— START OF Reading passage —

Fear of forced repatriation rising among defectors in China

Kim Ga Young  |  2017-10-12 16:09

Over the past six years that Kim Jong Un has been in power, the North Korean regime has systematically ramped up surveillance of cellphone communication and border crossings, which has had a dramatic impact on the likelihood of a successful escape out of the country. Those who manage to cross the Tumen or Yalu rivers face Chinese and North Korean authorities in China who cooperate to apprehend defectors. Only after escaping China can they begin to let their guard down.

If caught and repatriated back to North Korea, defectors face severe punishment. Many of those caught have been forced to make tragic choices. Daily NK is reporting on some of these stories , exposing the systematic violations of human rights perpetrated by the Kim regime as it seeks to retain control over the North Korean people.


North Korean defectors living in northeast China continue to fear for their safety as North Korean and Chinese authorities ramp up efforts to arrest and repatriate them back to the North. Although such individuals have always been mindful of their illegal status, the past year has seen a shift in policy to a point where even the children of defectors are being forcefully repatriated to North Korea.

— END OF Reading passage —
— START OF Material —

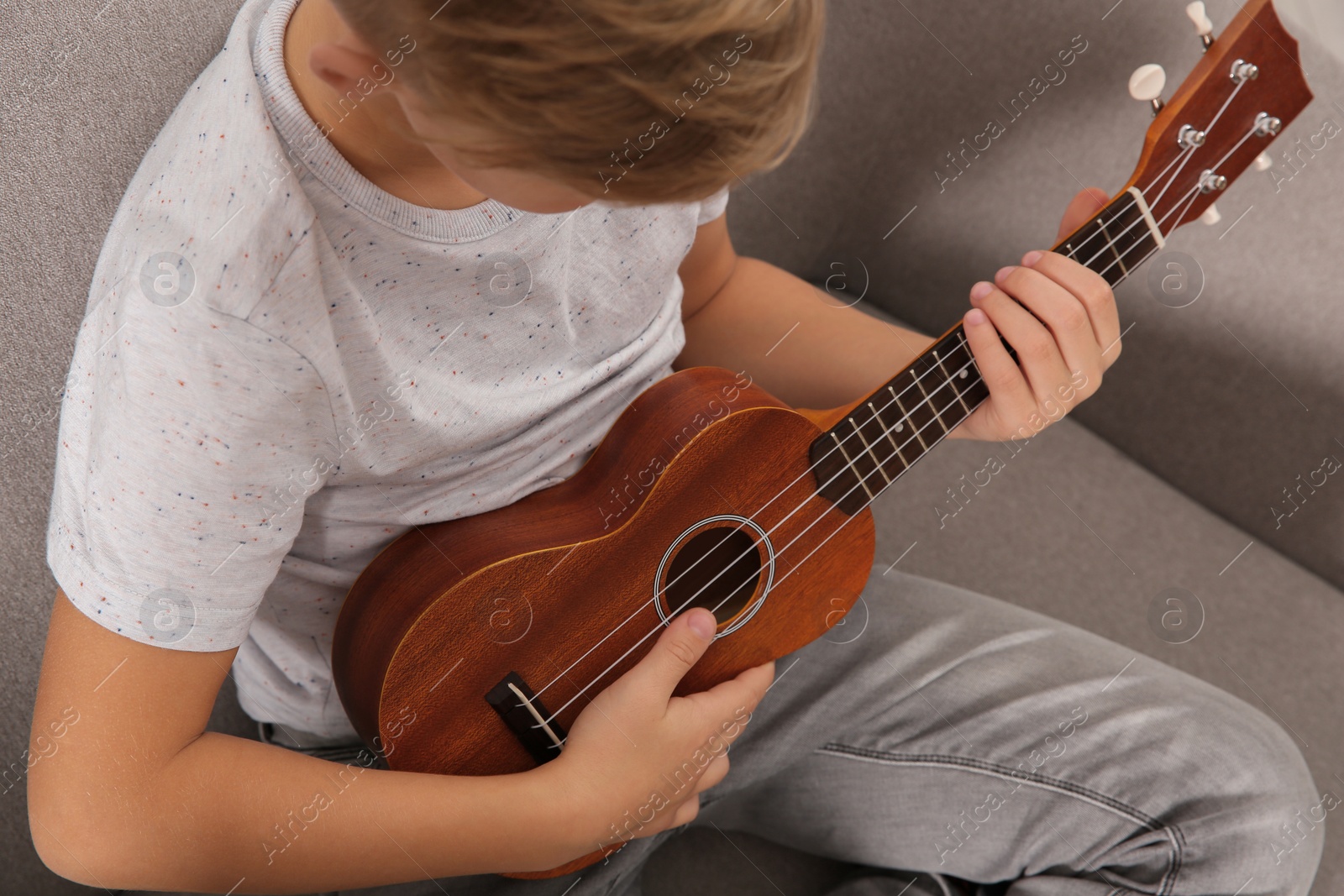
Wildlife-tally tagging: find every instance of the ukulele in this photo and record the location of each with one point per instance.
(470, 647)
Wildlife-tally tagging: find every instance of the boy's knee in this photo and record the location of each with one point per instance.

— END OF Material —

◆ Objective ◆
Continue the article about defectors in China who fear forced repatriation, beginning after its final sentence.

◆ Exercise response ◆
Daily NK has been collecting their stories since June last year and found over 120 instances of forced repatriation of North Koreans residing in areas across China's northeast, including Shenyang in Liaoning Province, Kunming in Yunnan Province, Changbai, Tumen, and Yanji in Jilin Province, Qinhuangdao in Hebei Province, and other regions. While a considerable number of defectors have already been repatriated to North Korea, many more sit languishing in detention centers in China, awaiting their own deportation.

A portion of these arrests appear to be conducted by Chinese police along routes previously considered amongst brokers as the safest and most reliable, such as at train stations, secluded mountain paths, and even safehouses. Many are beginning to worry that these and other routes are no longer safe for North Koreans.

A source in China informed Daily NK that "unlike previously, when defectors could easily pass through these routes simply by blending in, the authorities have stepped up their surveillance and questioning, establishing more checkpoints and generally making it much more challenging. Making their way to third countries like Thailand or Laos has now become much harder than crossing the China-North Korea border itself. Brokers who make a living by aiding North Koreans in defecting to South Korea are worried now too, saying things like, 'with the way things are going, this seed (source of income) may be drying up.'" 

International human rights organizations are also sounding the alarm at the increase in arrests and forced repatriations in China. Human Rights Watch (HRW) reported earlier this month that in July and August of this year alone, at least 41 North Koreans were detained on suspicion of defection. From July 2016 until this June 2017, HRW recorded 51 separate instances, bringing the total during this period to at least 92 persons, including a newborn baby, an 11 year-old child, and four elderly women.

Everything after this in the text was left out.